* JOB 1 *
Report every line of the listing below that contains the string "head".

* TEXT BLOCK *
===

All of lore.kernel.org
 help / color / mirror / Atom feed
From: Hou Tao <houtao@huaweicloud.com>
To: paulmck@kernel.org
Cc: Alexei Starovoitov <ast@kernel.org>,
	bpf@vger.kernel.org, Martin KaFai Lau <kafai@fb.com>,
	Andrii Nakryiko <andrii@kernel.org>,
	Song Liu <songliubraving@fb.com>, Hao Luo <haoluo@google.com>,
	Yonghong Song <yhs@fb.com>,
	Daniel Borkmann <daniel@iogearbox.net>,
	KP Singh <kpsingh@kernel.org>,
	"David S . Miller" <davem@davemloft.net>,
	Jakub Kicinski <kuba@kernel.org>,
	Stanislav Fomichev <sdf@google.com>, Jiri Olsa <jolsa@kernel.org>,
	John Fastabend <john.fastabend@gmail.com>,
	Delyan Kratunov <delyank@fb.com>,
	rcu@vger.kernel.org, houtao1@huawei.com
Subject: Re: [PATCH bpf-next 1/3] bpf: Free elements after one RCU-tasks-trace grace period
Date: Thu, 13 Oct 2022 09:25:31 +0800	[thread overview]
Message-ID: <ca5f2973-e8b5-0d73-fd23-849f0dfc4347@huaweicloud.com> (raw)
In-Reply-To: <20221012161103.GU4221@paulmck-ThinkPad-P17-Gen-1>

Hi,

On 10/13/2022 12:11 AM, Paul E. McKenney wrote:
> On Wed, Oct 12, 2022 at 05:26:26PM +0800, Hou Tao wrote:
>> Hi,
>>
>> On 10/12/2022 2:36 PM, Paul E. McKenney wrote:
>>> On Tue, Oct 11, 2022 at 07:31:28PM +0800, Hou Tao wrote:
>>>> Hi,
>>>>
>>>> On 10/11/2022 5:07 PM, Paul E. McKenney wrote:
>>>>> On Tue, Oct 11, 2022 at 03:11:26PM +0800, Hou Tao wrote:
>>>>>> From: Hou Tao <houtao1@huawei.com>
>>>>>>
>>>>>> According to the implementation of RCU Tasks Trace, it inovkes
>>>>>> ->postscan_func() to wait for one RCU-tasks-trace grace period and
>>>>>> rcu_tasks_trace_postscan() inovkes synchronize_rcu() to wait for one
>>>>>> normal RCU grace period in turn, so one RCU-tasks-trace grace period
>>>>>> will imply one RCU grace period.

===

* JOB 2 *
In the patch discussion above, which function does rcu_tasks_trace_postscan() invoke to wait for one normal RCU grace period?

(Entries for locating named things)
===

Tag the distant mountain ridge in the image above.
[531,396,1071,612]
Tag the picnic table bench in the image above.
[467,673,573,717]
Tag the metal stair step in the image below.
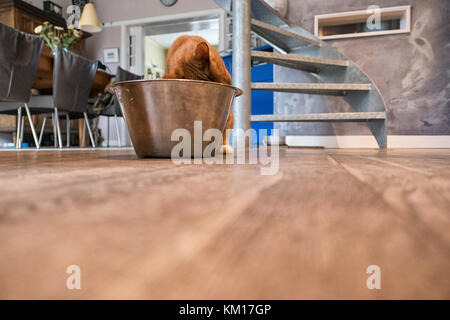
[250,112,386,122]
[252,82,372,96]
[251,19,322,52]
[252,51,348,73]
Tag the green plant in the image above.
[34,21,83,53]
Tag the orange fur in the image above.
[163,36,234,146]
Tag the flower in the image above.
[34,25,42,33]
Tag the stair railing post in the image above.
[233,0,252,147]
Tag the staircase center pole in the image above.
[233,0,252,147]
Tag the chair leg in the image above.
[19,116,25,149]
[25,103,40,149]
[52,112,58,148]
[106,117,109,148]
[39,115,47,146]
[16,107,22,149]
[114,114,122,148]
[55,108,62,149]
[66,114,70,148]
[83,112,95,148]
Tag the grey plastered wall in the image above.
[274,0,450,135]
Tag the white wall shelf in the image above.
[314,6,411,40]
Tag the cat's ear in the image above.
[195,41,209,60]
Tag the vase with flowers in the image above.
[34,21,83,53]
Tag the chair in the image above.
[30,47,97,148]
[0,23,44,149]
[100,67,144,147]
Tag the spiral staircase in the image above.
[214,0,387,148]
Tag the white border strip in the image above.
[286,135,450,149]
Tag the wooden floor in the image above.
[0,149,450,299]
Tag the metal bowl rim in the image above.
[112,79,244,97]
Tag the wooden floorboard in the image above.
[0,149,450,299]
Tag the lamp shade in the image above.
[78,3,102,33]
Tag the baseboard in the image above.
[286,135,450,149]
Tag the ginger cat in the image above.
[163,36,234,152]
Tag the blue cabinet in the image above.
[222,46,273,144]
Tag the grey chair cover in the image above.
[53,48,97,118]
[102,67,144,117]
[0,23,44,102]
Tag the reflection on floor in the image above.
[0,149,450,299]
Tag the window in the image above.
[314,6,411,40]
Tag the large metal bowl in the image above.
[113,79,242,158]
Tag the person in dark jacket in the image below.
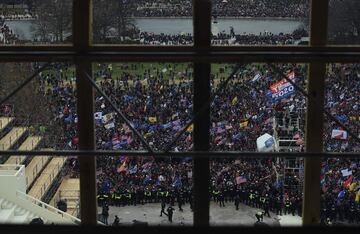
[166,206,175,223]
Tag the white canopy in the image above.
[256,133,275,152]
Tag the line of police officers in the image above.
[210,186,302,216]
[97,186,192,211]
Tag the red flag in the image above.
[117,160,127,173]
[344,175,353,188]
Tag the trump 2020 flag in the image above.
[331,129,347,140]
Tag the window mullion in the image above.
[73,0,98,225]
[303,0,328,225]
[193,0,211,227]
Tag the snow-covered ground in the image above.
[99,202,301,226]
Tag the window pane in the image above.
[0,63,80,225]
[210,64,307,152]
[328,0,360,45]
[210,64,307,226]
[211,0,310,46]
[209,156,303,226]
[97,156,193,226]
[93,63,193,151]
[93,0,193,45]
[0,0,73,45]
[320,63,360,225]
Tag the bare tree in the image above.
[93,0,116,43]
[328,0,360,44]
[33,0,72,42]
[93,0,136,42]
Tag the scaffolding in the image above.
[273,110,304,194]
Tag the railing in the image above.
[0,164,25,176]
[16,191,81,224]
[0,130,26,150]
[30,157,66,198]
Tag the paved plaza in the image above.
[99,202,301,226]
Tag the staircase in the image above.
[0,165,80,225]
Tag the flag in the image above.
[341,169,352,177]
[225,124,232,130]
[236,176,247,184]
[216,127,226,134]
[172,177,182,189]
[117,160,127,173]
[240,121,249,128]
[349,182,357,192]
[149,116,157,123]
[129,164,137,174]
[102,112,115,124]
[186,124,194,132]
[94,112,102,120]
[111,136,120,149]
[355,190,360,202]
[104,122,115,129]
[231,96,237,105]
[161,122,172,129]
[331,129,347,140]
[343,175,353,188]
[338,190,346,199]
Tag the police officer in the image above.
[349,202,356,223]
[275,196,282,215]
[144,188,151,203]
[213,188,220,202]
[160,199,166,217]
[235,194,240,210]
[166,206,175,223]
[249,189,255,206]
[97,192,105,206]
[112,215,120,226]
[255,211,264,222]
[218,191,225,207]
[177,189,184,211]
[264,199,270,218]
[284,198,291,215]
[101,203,109,225]
[114,192,121,206]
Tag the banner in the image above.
[341,169,352,176]
[231,96,237,105]
[104,122,115,129]
[149,116,157,123]
[236,176,247,184]
[117,160,127,173]
[270,72,295,102]
[186,124,194,132]
[331,129,347,140]
[240,121,249,128]
[94,112,102,120]
[102,112,115,124]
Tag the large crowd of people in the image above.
[134,0,310,18]
[0,17,18,44]
[0,0,360,227]
[31,55,360,225]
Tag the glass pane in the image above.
[93,63,193,151]
[211,0,310,46]
[210,64,307,152]
[0,63,80,225]
[209,156,303,226]
[210,64,307,226]
[93,0,193,46]
[328,0,360,45]
[0,0,73,45]
[96,156,193,226]
[320,63,360,225]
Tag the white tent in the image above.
[256,133,275,152]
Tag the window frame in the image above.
[0,0,360,227]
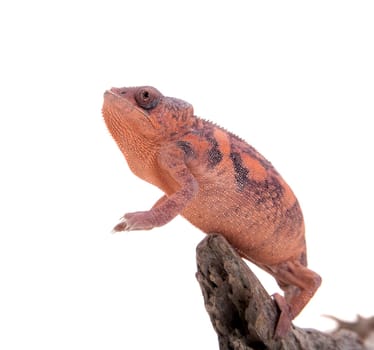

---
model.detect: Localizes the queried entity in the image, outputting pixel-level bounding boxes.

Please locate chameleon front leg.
[113,144,198,232]
[273,259,321,338]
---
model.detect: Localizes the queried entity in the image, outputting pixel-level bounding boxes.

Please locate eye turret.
[135,86,161,110]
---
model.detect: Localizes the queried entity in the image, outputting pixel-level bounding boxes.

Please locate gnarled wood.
[196,235,365,350]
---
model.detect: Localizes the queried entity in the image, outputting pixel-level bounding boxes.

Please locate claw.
[273,293,292,339]
[112,212,154,233]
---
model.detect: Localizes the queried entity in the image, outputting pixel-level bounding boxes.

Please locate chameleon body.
[103,86,321,337]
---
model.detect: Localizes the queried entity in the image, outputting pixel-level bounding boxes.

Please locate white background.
[0,0,374,350]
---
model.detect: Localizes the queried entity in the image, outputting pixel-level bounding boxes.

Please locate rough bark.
[196,235,365,350]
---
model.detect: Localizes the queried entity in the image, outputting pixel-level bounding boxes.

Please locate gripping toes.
[113,211,154,232]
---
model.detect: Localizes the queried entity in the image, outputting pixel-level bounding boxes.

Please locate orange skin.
[103,86,321,337]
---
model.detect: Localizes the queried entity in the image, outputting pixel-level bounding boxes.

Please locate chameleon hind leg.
[271,254,321,338]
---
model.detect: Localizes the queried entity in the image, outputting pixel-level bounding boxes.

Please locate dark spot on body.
[208,137,223,168]
[177,141,195,157]
[230,152,249,190]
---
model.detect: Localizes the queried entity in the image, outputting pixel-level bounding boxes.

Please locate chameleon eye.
[135,87,160,109]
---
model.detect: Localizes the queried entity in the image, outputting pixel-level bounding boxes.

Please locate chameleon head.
[103,86,193,146]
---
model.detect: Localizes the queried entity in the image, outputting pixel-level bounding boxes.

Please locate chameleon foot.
[112,211,154,233]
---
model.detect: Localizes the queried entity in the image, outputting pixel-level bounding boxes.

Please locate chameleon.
[102,86,321,338]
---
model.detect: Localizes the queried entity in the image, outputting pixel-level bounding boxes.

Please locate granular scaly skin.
[103,86,321,337]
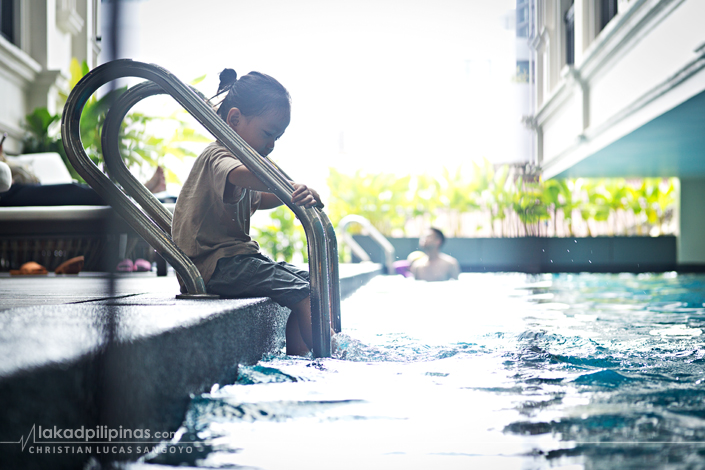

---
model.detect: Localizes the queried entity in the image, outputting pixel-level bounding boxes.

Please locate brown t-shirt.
[171,142,261,283]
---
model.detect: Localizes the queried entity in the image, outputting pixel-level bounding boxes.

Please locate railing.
[338,214,395,274]
[61,60,340,357]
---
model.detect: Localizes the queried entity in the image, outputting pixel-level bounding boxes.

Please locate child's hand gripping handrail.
[61,60,339,356]
[101,81,341,333]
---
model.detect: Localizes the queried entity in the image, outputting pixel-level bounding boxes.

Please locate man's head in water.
[419,227,446,253]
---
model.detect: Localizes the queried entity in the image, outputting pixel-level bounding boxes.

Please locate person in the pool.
[411,227,460,282]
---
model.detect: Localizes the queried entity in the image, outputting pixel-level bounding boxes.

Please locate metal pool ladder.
[338,214,396,274]
[61,59,341,357]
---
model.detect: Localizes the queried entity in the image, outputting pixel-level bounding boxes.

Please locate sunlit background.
[103,0,529,193]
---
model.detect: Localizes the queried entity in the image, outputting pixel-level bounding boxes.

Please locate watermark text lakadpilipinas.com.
[0,424,196,454]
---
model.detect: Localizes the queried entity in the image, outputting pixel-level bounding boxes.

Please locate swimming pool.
[144,273,705,469]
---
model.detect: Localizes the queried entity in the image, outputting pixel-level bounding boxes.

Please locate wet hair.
[214,69,291,121]
[429,227,446,246]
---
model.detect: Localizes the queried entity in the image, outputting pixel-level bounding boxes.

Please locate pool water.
[146,273,705,470]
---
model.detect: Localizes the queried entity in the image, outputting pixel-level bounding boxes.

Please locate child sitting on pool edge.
[172,69,321,355]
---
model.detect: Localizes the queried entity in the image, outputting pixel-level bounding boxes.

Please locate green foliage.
[23,59,211,183]
[328,160,677,241]
[252,206,308,262]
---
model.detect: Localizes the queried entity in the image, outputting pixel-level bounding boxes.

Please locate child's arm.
[228,165,321,209]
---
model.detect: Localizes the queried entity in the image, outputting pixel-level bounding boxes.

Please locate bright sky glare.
[104,0,519,191]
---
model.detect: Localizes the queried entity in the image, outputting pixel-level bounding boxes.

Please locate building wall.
[531,0,705,177]
[0,0,100,154]
[678,178,705,264]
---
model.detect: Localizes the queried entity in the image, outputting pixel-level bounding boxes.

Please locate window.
[516,0,531,38]
[563,5,575,65]
[600,0,617,31]
[0,0,15,44]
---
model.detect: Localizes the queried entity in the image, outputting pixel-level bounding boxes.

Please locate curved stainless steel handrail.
[61,60,339,357]
[100,82,172,234]
[265,157,342,333]
[338,214,395,274]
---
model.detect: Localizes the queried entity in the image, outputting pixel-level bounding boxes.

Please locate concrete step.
[0,264,382,468]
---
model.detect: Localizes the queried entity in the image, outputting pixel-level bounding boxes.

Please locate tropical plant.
[252,206,308,262]
[23,59,212,182]
[328,160,677,242]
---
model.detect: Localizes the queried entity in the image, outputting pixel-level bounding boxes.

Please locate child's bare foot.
[144,166,166,193]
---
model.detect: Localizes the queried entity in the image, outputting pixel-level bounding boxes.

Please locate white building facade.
[0,0,101,154]
[529,0,705,264]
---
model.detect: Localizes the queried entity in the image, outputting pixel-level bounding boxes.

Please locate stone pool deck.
[0,264,382,469]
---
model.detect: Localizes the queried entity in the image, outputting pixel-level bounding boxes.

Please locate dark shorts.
[206,254,311,307]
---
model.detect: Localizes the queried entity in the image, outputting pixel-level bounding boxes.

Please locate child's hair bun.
[218,69,237,93]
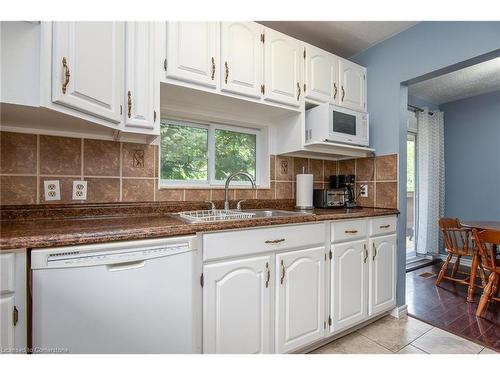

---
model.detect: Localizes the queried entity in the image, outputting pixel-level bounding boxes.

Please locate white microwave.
[306,103,369,146]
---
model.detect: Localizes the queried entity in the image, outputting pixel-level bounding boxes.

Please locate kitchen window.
[159,119,269,187]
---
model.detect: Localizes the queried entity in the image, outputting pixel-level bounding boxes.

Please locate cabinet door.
[330,240,368,333]
[305,46,338,102]
[0,295,15,349]
[275,247,325,353]
[166,22,220,88]
[369,234,396,315]
[339,60,366,111]
[203,256,271,354]
[220,22,264,98]
[125,22,160,132]
[52,22,125,124]
[264,29,303,107]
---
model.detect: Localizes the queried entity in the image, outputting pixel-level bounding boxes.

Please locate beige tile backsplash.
[0,132,397,207]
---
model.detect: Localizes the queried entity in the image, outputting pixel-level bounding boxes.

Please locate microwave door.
[331,110,357,142]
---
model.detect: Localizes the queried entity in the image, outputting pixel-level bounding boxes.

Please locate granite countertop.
[0,202,399,250]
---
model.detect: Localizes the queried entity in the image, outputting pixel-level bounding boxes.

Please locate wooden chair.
[473,229,500,316]
[436,218,484,285]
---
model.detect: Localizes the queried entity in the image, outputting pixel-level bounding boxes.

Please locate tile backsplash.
[0,132,397,208]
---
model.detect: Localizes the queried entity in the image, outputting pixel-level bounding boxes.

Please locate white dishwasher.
[31,236,201,353]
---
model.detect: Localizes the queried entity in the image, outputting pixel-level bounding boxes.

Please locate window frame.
[158,118,269,189]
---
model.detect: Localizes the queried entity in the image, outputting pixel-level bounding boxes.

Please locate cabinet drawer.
[331,219,366,242]
[0,253,14,293]
[370,216,398,236]
[203,223,326,261]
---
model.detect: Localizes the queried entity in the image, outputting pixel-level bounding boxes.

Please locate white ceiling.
[258,21,418,58]
[408,57,500,104]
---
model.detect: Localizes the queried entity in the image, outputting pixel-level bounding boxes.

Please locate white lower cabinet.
[275,247,325,353]
[368,234,397,315]
[203,256,272,354]
[330,240,368,333]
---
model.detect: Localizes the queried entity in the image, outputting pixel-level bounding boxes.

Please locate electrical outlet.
[43,180,61,201]
[73,181,87,201]
[359,184,368,198]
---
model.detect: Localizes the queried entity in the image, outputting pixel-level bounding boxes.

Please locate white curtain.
[417,108,444,255]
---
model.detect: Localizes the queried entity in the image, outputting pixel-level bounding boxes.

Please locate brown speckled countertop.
[0,201,399,250]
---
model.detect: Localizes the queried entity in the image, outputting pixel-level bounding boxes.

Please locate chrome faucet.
[224,172,257,210]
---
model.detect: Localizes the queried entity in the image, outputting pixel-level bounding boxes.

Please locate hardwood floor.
[406,264,500,351]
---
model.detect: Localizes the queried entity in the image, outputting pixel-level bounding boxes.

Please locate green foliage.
[160,124,208,181]
[160,122,257,181]
[215,129,257,180]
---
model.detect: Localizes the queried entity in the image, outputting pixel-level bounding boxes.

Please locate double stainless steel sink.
[178,209,311,223]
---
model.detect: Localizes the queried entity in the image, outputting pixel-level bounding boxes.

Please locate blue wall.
[351,22,500,306]
[440,91,500,220]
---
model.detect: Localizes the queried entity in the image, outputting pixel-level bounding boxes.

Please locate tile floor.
[406,264,500,352]
[311,316,498,354]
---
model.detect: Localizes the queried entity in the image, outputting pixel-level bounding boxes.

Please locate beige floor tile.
[479,348,500,354]
[397,344,427,354]
[312,332,391,354]
[412,328,483,354]
[358,316,432,352]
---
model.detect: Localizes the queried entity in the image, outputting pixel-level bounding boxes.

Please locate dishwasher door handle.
[107,260,146,272]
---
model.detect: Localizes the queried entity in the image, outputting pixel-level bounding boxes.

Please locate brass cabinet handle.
[212,57,215,81]
[127,90,132,118]
[62,57,71,94]
[266,262,271,288]
[280,259,286,285]
[265,238,285,245]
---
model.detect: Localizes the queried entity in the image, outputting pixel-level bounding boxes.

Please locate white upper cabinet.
[330,240,368,333]
[304,45,338,102]
[203,256,271,354]
[165,22,220,88]
[52,22,125,124]
[124,22,160,131]
[339,59,366,111]
[219,22,264,98]
[264,28,303,107]
[369,234,397,315]
[275,247,325,353]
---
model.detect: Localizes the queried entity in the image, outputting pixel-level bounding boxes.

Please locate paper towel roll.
[296,174,313,208]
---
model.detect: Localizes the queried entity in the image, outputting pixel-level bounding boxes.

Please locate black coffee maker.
[330,174,356,208]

===

* EXERCISE OUTPUT 1 *
Please locate chameleon head.
Please locate man's head in water.

* EXERCISE OUTPUT 2 *
synchronize_rcu()